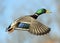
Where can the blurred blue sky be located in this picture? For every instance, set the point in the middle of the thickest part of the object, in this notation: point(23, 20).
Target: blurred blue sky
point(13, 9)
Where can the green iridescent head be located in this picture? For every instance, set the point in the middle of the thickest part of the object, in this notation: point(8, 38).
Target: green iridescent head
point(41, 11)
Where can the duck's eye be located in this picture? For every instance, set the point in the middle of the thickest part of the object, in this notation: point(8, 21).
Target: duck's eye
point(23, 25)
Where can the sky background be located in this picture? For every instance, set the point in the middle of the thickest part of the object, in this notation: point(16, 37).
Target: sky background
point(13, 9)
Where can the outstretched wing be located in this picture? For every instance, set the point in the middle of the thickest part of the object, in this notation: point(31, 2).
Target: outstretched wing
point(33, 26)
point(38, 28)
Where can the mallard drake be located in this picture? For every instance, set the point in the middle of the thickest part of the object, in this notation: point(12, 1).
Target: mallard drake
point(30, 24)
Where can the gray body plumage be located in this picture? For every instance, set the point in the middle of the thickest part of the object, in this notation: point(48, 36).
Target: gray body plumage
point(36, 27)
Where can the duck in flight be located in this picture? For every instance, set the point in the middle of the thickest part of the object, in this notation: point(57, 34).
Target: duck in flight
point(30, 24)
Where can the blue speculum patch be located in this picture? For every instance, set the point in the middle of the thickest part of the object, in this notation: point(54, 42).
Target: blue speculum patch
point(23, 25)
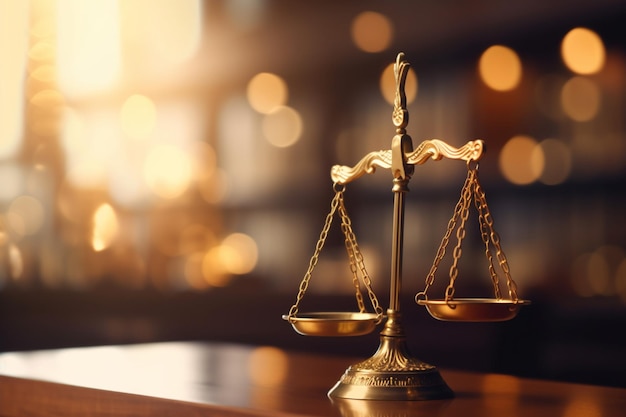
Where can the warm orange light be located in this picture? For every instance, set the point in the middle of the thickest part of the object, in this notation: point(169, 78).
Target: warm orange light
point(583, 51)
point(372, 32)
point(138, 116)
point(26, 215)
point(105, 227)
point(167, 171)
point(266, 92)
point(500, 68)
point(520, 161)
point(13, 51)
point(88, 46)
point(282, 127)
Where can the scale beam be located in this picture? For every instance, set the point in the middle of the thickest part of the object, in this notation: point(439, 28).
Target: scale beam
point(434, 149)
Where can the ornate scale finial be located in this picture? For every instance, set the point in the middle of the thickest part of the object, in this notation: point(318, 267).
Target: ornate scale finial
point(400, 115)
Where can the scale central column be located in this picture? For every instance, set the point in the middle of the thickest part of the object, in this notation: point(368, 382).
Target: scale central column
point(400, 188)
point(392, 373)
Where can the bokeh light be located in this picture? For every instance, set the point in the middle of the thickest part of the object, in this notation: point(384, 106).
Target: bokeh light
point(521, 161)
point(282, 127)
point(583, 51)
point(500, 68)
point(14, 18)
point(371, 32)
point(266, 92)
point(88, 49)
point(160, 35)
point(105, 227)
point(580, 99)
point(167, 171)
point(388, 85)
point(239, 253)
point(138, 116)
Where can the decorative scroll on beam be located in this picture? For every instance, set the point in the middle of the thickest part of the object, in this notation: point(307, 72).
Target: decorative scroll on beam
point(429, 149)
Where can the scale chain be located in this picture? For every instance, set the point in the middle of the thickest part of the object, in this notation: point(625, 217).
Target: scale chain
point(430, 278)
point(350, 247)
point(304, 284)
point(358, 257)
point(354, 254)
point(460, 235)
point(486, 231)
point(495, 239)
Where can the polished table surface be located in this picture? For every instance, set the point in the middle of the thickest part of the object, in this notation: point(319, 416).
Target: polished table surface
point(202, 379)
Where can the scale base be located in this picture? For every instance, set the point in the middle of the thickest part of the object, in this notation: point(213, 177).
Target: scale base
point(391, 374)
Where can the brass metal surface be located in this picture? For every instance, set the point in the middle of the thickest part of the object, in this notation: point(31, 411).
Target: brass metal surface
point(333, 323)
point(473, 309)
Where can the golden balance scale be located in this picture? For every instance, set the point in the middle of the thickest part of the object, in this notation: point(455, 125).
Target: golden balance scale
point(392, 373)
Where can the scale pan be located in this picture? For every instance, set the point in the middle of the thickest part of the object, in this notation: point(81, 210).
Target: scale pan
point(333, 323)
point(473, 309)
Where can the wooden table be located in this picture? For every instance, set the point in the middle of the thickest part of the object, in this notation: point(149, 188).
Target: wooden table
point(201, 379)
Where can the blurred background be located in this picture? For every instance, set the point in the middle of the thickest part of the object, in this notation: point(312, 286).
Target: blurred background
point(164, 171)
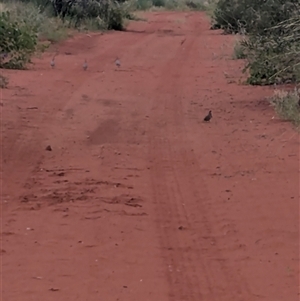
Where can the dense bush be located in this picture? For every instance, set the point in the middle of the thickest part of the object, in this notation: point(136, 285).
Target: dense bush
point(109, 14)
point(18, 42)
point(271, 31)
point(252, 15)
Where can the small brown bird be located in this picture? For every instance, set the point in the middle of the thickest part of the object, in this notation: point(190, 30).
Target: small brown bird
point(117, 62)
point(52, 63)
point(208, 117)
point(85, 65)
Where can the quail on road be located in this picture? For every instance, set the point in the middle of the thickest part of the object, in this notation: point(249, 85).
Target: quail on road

• What is asked
Reproduce every entry above with each "thickest part" swapped for "widest part", and change nothing else. Leave the pictures out of your answer.

• Result of this task
Where can the blurred blue sky be located in this picture? For every instance, set the point in the middle of the widest part of the object, in this notation: point(23, 20).
Target: blurred blue sky
point(13, 9)
Where can the green iridescent head be located in this picture? For every instance, set the point in the middle of the widest part of the object, in this notation: point(8, 38).
Target: green iridescent head
point(41, 11)
Where can the duck's eye be located in this picture? For every instance, set the point in the middle of the widest part of the object, in this notation: point(8, 21).
Target: duck's eye
point(23, 25)
Where can the sky background be located in this picture? For every instance, set the point in the middle of the widest part of the object, in this notation: point(16, 37).
Target: sky background
point(13, 9)
Where can the outstretched wing be located in this picture? For every instance, set the point in the middle of the widest part of the object, in this notation: point(31, 2).
Target: outstretched wing
point(33, 26)
point(38, 28)
Where can the mallard drake be located in this picture? For every instance, set the point in the middle of the widest part of the object, in this notation: point(12, 1).
Target: mallard drake
point(30, 24)
Where can the gray body plumage be located in this picture? For every instance, set the point in the middle of the widest part of the object, in this notation: point(48, 36).
Target: gray body plumage
point(36, 27)
Where can the duck in flight be located in this picture? For every instance, set the point in the middle of the widest part of the object, in this notation: point(57, 34).
Target: duck in flight
point(30, 24)
Where can the blue speculum patch be located in this picture? For every instance, set the point in the middle of the widest part of the object, in this notation: point(54, 42).
Target: blue speculum patch
point(23, 25)
Where can the warm orange light be located in this picture? For every instance, set the point in the middle of the widest part of the object, in this notation: point(169, 78).
Target: warm orange light
point(583, 51)
point(372, 32)
point(138, 116)
point(26, 215)
point(105, 227)
point(167, 171)
point(266, 92)
point(500, 68)
point(520, 161)
point(13, 51)
point(88, 46)
point(282, 127)
Where can the scale beam be located in this picture? For every instance, set the point in the middle of the widest part of the object, in this notation: point(439, 28).
Target: scale beam
point(434, 149)
Where can the ornate scale finial be located in this picture? For every instance, set the point in the middle of the widest part of the object, in this notation: point(318, 267).
Target: ornate scale finial
point(400, 115)
Where can the scale central column be located in this picture? For every instance, set the point in the middle of the widest part of the object, in this notation: point(368, 382).
Target: scale central column
point(400, 188)
point(392, 373)
Where can the bokeh light be located in this picture? For every instance, set the point in the middle of the widest part of the object, in this notation: point(384, 106).
Target: bokeh light
point(521, 161)
point(282, 127)
point(583, 51)
point(500, 68)
point(14, 18)
point(371, 32)
point(266, 92)
point(88, 49)
point(160, 35)
point(105, 227)
point(580, 99)
point(167, 171)
point(388, 85)
point(239, 253)
point(138, 116)
Where can the decorative scroll on beam be located in this picture? For every instance, set the point in the middle of the widest part of the object, in this notation: point(307, 72).
Target: decorative scroll on beam
point(429, 149)
Where can the scale chain be located in this picture? For every instance, set the point in the middle of the widest part of the object, in this notation: point(625, 217).
Target: scale chain
point(430, 278)
point(350, 247)
point(304, 284)
point(358, 257)
point(354, 254)
point(460, 235)
point(486, 231)
point(495, 239)
Where can the polished table surface be located in this picture? For every instance, set the point in the middle of the widest part of the object, in this notation: point(319, 416).
Target: polished table surface
point(202, 379)
Where can the scale base be located in this picture? For every instance, set the point in the middle of the widest part of the object, in this notation: point(213, 177).
Target: scale base
point(391, 374)
Where can the brass metal surface be located in this picture? For every instance, set the point in the middle of the widest part of the object, in this notation: point(31, 411).
Target: brass metal surface
point(333, 323)
point(473, 309)
Where can the golden balance scale be located in this picture? For every instance, set the point in the middle of the widest part of the object, in this notation: point(455, 125).
Target: golden balance scale
point(392, 373)
Where can the scale pan be located in this picture? For every instance, set the point in the middle of the widest part of the object, in this notation: point(81, 210).
Target: scale pan
point(333, 323)
point(473, 309)
Where can the wooden table be located in this picture? For every instance, set the point in the middle of the widest part of the object, in this notation: point(149, 188).
Target: wooden table
point(201, 379)
Where can the blurred background be located in this picture? For every instance, set the point in the middle of the widest part of the object, in this notation: point(312, 286).
Target: blurred background
point(164, 171)
Where can the dense bush be located in this picture? For every instance, set the point in the middle of the widest part of the object, in this notation: point(136, 285).
Target: dense bush
point(109, 14)
point(18, 42)
point(271, 31)
point(252, 15)
Where can the small brown bird be located in this picture? For every instance, set the point in the middle of the widest part of the object, in this notation: point(190, 30).
Target: small brown bird
point(117, 62)
point(52, 63)
point(208, 117)
point(85, 65)
Where can the quail on road be located in this picture? For every instance, set the point in the middle of the widest part of the object, in this notation: point(249, 85).
Target: quail on road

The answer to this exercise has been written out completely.